» SUPPLIED PASSAGE
The ROC curve for the training and test sets is also visualized in Figure 8.

Receiver operating curve for the training and test sets.
Figure 8:
Receiver operating curve for the training and test sets.

Comparison between statistical and ML methods

The overall results suggest that the ML model was a better predictive model than the statistical model, i.e., the accuracy of the ML model (AUC = 0.850) is higher than the traditional statistical model (AUC = 0.782) [Tables 3 and 4]. The accuracy of the results was based on the statistically significant predictor’s age, HbA1c, HDL, Cr, and BMI. All predictors increased the chances of the development of DFA statistically and clinically. The statistical model requires certain assumptions to determine the relationship between the variables while ML makes accurate predictions by identifying the pattern of the data without following strong assumptions about the underlying relationship. ML methods have some limitations such as data dependency, risk of bias, and data complexity and interpretability.

DISCUSSION

The present study proposes a survival prediction in foot ulceration patients associated with a long duration of diabetes. According to past studies, this is the first study in Pakistan to develop ANN model to predict DFA in DFU cases and to compare the accuracy of outcomes with the survival statistical model. The results indicate that it is likely to predict with high accuracy whether DFU patients will lead to foot amputation in the next 5 years after being diagnosed with DFU with non-invasive and low-cost clinical and biological predictors.

» Dataset items
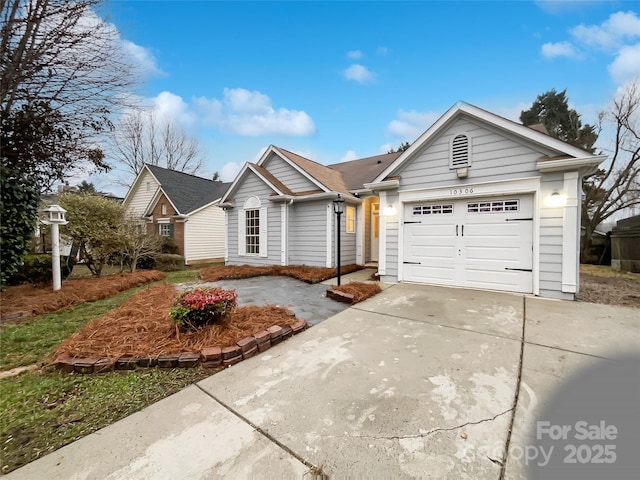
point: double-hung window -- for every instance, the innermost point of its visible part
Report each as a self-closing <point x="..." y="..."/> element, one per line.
<point x="252" y="228"/>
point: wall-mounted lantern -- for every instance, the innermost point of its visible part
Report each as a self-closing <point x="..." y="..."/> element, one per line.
<point x="55" y="217"/>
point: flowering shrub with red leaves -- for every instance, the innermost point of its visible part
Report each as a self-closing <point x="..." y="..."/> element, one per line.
<point x="193" y="309"/>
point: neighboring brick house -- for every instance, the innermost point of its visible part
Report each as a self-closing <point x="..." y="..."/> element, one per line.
<point x="183" y="207"/>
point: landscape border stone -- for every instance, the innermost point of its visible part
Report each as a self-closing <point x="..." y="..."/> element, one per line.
<point x="209" y="357"/>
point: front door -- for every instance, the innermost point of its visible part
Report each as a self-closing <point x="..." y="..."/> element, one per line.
<point x="375" y="228"/>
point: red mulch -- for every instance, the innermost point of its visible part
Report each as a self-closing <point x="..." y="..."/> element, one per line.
<point x="300" y="272"/>
<point x="142" y="327"/>
<point x="39" y="300"/>
<point x="360" y="290"/>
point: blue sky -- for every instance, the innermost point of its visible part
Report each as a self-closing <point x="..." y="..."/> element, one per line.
<point x="339" y="80"/>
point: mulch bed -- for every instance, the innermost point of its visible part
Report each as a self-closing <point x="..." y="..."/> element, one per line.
<point x="359" y="290"/>
<point x="300" y="272"/>
<point x="38" y="300"/>
<point x="142" y="327"/>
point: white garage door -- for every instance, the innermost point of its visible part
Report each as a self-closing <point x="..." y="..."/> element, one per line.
<point x="483" y="243"/>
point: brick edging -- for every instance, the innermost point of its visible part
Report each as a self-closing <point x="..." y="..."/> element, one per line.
<point x="209" y="357"/>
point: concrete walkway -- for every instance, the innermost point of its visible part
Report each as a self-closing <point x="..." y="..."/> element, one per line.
<point x="418" y="381"/>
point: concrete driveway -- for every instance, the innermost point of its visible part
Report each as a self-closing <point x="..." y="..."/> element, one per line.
<point x="418" y="381"/>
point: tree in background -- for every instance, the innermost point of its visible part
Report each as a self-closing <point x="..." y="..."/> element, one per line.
<point x="614" y="187"/>
<point x="94" y="227"/>
<point x="134" y="243"/>
<point x="551" y="109"/>
<point x="141" y="137"/>
<point x="19" y="198"/>
<point x="64" y="74"/>
<point x="401" y="148"/>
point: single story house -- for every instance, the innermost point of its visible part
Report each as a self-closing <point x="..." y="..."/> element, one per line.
<point x="476" y="201"/>
<point x="183" y="207"/>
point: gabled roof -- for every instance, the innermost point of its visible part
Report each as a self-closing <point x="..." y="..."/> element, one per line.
<point x="187" y="192"/>
<point x="526" y="133"/>
<point x="326" y="177"/>
<point x="358" y="172"/>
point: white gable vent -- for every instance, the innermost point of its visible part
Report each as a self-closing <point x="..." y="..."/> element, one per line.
<point x="460" y="155"/>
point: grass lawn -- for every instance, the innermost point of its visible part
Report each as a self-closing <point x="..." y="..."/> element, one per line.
<point x="42" y="411"/>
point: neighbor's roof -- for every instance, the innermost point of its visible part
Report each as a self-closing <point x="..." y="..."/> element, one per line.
<point x="187" y="192"/>
<point x="358" y="172"/>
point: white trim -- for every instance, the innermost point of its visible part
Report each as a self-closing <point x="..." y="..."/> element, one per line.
<point x="239" y="177"/>
<point x="546" y="166"/>
<point x="570" y="233"/>
<point x="382" y="237"/>
<point x="525" y="186"/>
<point x="383" y="185"/>
<point x="226" y="236"/>
<point x="263" y="232"/>
<point x="360" y="234"/>
<point x="489" y="118"/>
<point x="276" y="150"/>
<point x="328" y="262"/>
<point x="284" y="227"/>
<point x="480" y="189"/>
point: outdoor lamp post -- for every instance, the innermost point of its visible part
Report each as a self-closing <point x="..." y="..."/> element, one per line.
<point x="55" y="218"/>
<point x="338" y="208"/>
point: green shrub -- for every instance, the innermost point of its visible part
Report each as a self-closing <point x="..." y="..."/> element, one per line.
<point x="166" y="262"/>
<point x="36" y="269"/>
<point x="193" y="309"/>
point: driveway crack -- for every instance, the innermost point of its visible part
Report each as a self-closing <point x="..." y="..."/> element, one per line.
<point x="507" y="445"/>
<point x="433" y="430"/>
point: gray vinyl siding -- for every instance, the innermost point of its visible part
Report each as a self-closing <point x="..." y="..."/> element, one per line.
<point x="253" y="186"/>
<point x="308" y="233"/>
<point x="551" y="221"/>
<point x="288" y="175"/>
<point x="347" y="240"/>
<point x="495" y="156"/>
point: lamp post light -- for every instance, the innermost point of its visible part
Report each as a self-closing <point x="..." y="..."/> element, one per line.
<point x="338" y="209"/>
<point x="55" y="214"/>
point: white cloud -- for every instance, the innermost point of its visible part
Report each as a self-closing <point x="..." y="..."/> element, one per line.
<point x="229" y="171"/>
<point x="359" y="73"/>
<point x="617" y="36"/>
<point x="350" y="155"/>
<point x="560" y="49"/>
<point x="168" y="106"/>
<point x="142" y="58"/>
<point x="385" y="148"/>
<point x="409" y="125"/>
<point x="613" y="33"/>
<point x="626" y="66"/>
<point x="250" y="113"/>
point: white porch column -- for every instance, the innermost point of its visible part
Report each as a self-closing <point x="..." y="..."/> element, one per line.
<point x="571" y="233"/>
<point x="329" y="234"/>
<point x="382" y="236"/>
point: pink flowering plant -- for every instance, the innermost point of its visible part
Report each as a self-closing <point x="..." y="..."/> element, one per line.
<point x="193" y="309"/>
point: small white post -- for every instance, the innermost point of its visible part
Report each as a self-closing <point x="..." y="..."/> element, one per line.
<point x="55" y="218"/>
<point x="55" y="257"/>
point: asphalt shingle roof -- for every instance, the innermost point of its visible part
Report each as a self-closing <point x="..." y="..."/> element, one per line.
<point x="187" y="192"/>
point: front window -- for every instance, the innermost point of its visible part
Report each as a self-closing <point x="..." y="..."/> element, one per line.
<point x="252" y="236"/>
<point x="351" y="220"/>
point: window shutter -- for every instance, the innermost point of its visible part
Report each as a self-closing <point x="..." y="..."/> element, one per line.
<point x="263" y="232"/>
<point x="242" y="235"/>
<point x="460" y="151"/>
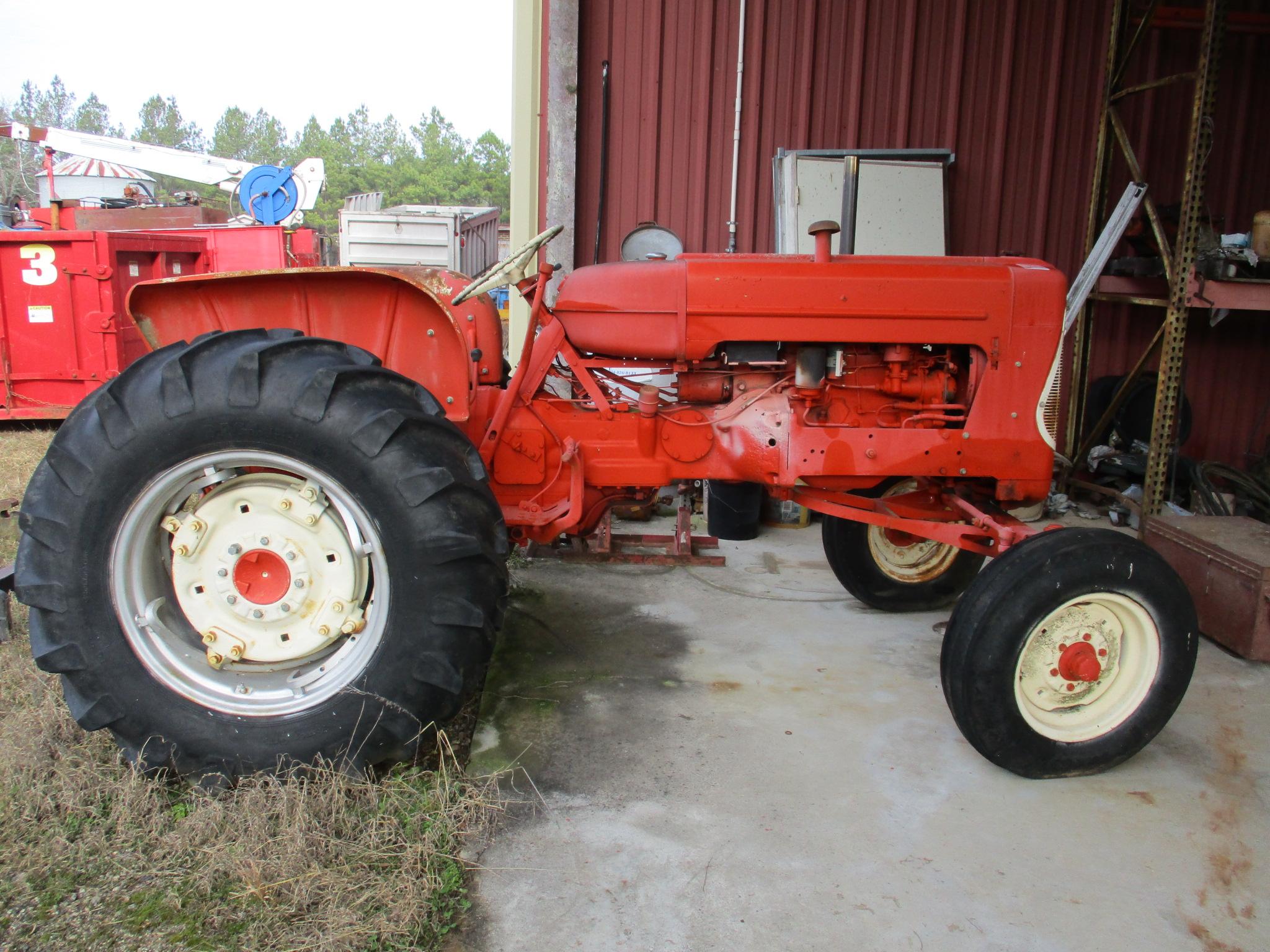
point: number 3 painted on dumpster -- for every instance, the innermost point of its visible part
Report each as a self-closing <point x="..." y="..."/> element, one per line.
<point x="41" y="271"/>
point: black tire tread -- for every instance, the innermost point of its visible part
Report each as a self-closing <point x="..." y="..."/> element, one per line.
<point x="422" y="460"/>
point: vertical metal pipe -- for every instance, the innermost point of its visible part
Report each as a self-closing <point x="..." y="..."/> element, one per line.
<point x="603" y="154"/>
<point x="735" y="131"/>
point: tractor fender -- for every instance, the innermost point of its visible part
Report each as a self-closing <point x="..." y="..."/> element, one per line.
<point x="403" y="316"/>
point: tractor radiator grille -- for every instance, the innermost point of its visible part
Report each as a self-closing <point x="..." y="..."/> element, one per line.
<point x="1047" y="412"/>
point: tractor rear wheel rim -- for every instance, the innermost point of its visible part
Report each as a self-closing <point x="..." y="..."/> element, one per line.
<point x="1086" y="667"/>
<point x="173" y="649"/>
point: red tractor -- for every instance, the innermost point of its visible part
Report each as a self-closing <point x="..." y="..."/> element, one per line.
<point x="287" y="539"/>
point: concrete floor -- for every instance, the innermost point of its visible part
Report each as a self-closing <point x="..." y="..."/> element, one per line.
<point x="744" y="758"/>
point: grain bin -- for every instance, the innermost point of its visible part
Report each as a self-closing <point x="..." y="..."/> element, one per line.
<point x="459" y="238"/>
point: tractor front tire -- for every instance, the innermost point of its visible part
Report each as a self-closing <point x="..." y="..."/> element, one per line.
<point x="893" y="571"/>
<point x="262" y="550"/>
<point x="1068" y="653"/>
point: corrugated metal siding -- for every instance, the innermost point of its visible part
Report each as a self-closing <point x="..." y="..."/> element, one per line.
<point x="1226" y="366"/>
<point x="1011" y="87"/>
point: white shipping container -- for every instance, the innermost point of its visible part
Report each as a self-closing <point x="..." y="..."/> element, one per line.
<point x="459" y="238"/>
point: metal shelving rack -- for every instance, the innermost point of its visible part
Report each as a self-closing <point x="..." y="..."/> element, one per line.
<point x="1179" y="257"/>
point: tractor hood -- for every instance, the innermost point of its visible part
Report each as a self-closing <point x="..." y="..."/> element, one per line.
<point x="685" y="309"/>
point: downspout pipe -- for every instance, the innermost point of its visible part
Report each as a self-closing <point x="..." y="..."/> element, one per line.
<point x="735" y="131"/>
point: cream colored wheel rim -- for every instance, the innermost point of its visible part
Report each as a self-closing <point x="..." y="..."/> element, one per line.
<point x="921" y="560"/>
<point x="178" y="562"/>
<point x="1119" y="633"/>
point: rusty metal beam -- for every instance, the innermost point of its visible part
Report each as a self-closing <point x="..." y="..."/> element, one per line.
<point x="1143" y="25"/>
<point x="1130" y="159"/>
<point x="1077" y="379"/>
<point x="1152" y="84"/>
<point x="1118" y="399"/>
<point x="1199" y="144"/>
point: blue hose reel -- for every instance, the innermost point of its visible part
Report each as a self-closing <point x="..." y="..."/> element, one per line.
<point x="269" y="193"/>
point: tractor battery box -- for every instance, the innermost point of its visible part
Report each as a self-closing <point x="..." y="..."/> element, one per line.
<point x="1225" y="563"/>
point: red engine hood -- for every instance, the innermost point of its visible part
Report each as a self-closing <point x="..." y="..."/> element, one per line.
<point x="686" y="307"/>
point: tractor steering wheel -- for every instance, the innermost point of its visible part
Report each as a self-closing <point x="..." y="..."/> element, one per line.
<point x="510" y="271"/>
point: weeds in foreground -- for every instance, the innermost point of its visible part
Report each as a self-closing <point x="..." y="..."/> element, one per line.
<point x="97" y="857"/>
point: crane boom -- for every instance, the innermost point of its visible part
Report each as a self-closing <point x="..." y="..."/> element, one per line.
<point x="309" y="175"/>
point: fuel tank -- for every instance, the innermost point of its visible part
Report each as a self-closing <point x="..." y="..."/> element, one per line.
<point x="685" y="309"/>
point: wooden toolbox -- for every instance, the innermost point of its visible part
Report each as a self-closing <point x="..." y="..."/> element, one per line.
<point x="1226" y="565"/>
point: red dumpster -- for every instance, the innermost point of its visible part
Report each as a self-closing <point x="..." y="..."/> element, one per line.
<point x="63" y="327"/>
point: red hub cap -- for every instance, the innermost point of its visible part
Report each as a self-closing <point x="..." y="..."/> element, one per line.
<point x="262" y="576"/>
<point x="1080" y="662"/>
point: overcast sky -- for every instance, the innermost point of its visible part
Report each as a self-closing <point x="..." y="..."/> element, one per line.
<point x="316" y="58"/>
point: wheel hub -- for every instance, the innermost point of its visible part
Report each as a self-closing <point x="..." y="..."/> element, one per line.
<point x="1080" y="662"/>
<point x="262" y="576"/>
<point x="1086" y="667"/>
<point x="907" y="558"/>
<point x="265" y="571"/>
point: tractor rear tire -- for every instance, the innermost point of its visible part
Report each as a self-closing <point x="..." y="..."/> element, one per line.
<point x="1070" y="653"/>
<point x="239" y="436"/>
<point x="906" y="578"/>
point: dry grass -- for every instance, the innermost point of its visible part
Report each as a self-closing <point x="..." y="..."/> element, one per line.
<point x="20" y="451"/>
<point x="97" y="857"/>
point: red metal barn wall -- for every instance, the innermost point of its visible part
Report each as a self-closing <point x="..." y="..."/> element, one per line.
<point x="1011" y="87"/>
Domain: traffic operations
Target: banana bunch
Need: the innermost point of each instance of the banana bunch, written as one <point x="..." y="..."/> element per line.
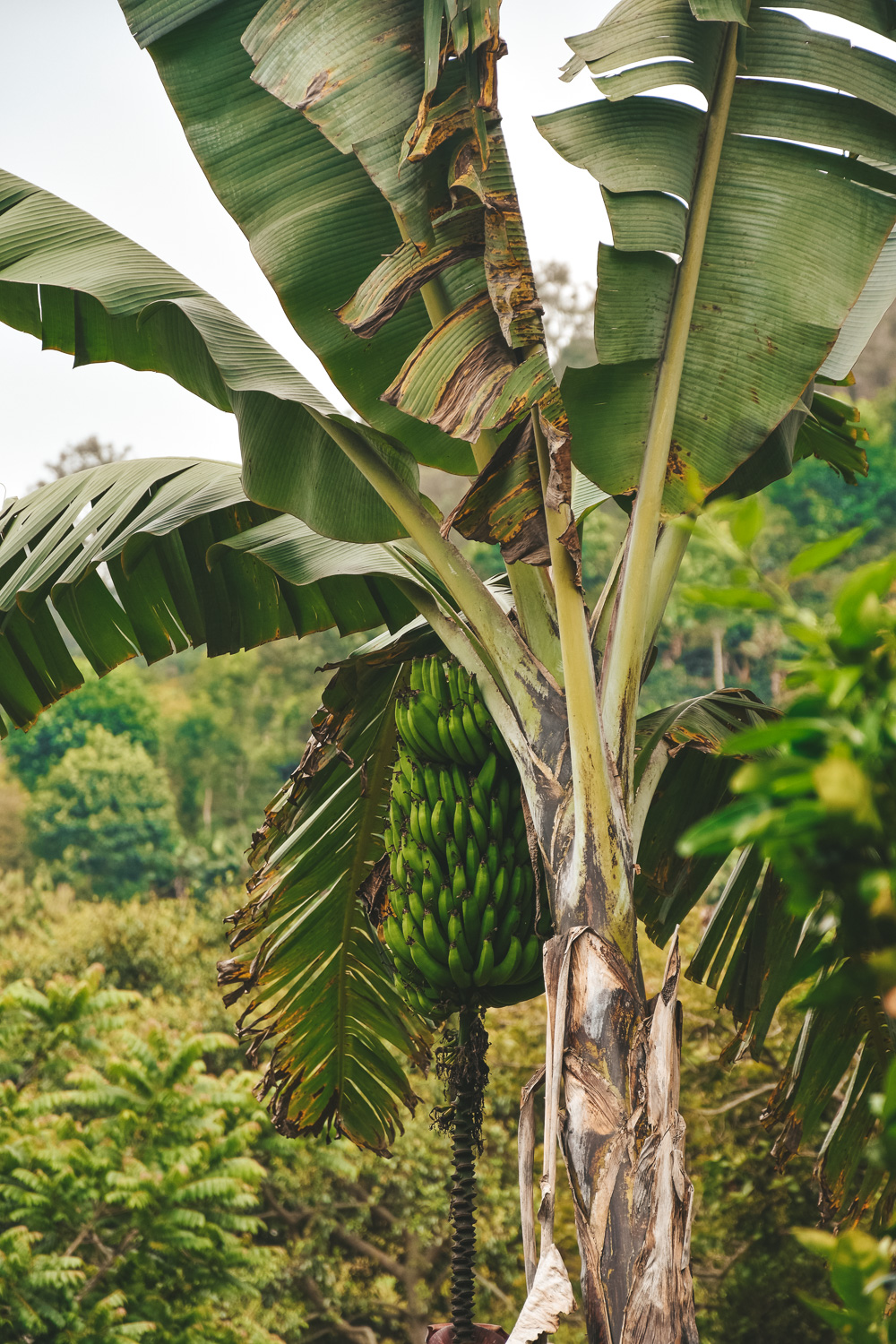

» EXERCISES TO COMPLETE
• a. Rewrite the paragraph of the study excerpt that begins "The overall results suggest" as a short list, keeping its main facts.
• b. Reproduce the study excerpt between "Comparison between statistical" and "complexity and interpretability.", inclusive.

» ANSWERS TO THE PROBLEMS
• a.
- The ML model predicted better than the statistical model, with an AUC of 0.850 against 0.782 (Tables 3 and 4).
- The accuracy rested on the statistically significant predictors age, HbA1c, HDL, Cr, and BMI.
- All of these predictors raised the chances of DFA statistically and clinically.
- The statistical model needs certain assumptions to relate the variables. ML finds patterns in the data without strong assumptions about the underlying relationship.
- ML's limitations include data dependency, risk of bias, and data complexity and interpretability.

• b.
Comparison between statistical and ML methods

The overall results suggest that the ML model was a better predictive model than the statistical model, i.e., the accuracy of the ML model (AUC = 0.850) is higher than the traditional statistical model (AUC = 0.782) [Tables 3 and 4]. The accuracy of the results was based on the statistically significant predictor’s age, HbA1c, HDL, Cr, and BMI. All predictors increased the chances of the development of DFA statistically and clinically. The statistical model requires certain assumptions to determine the relationship between the variables while ML makes accurate predictions by identifying the pattern of the data without following strong assumptions about the underlying relationship. ML methods have some limitations such as data dependency, risk of bias, and data complexity and interpretability.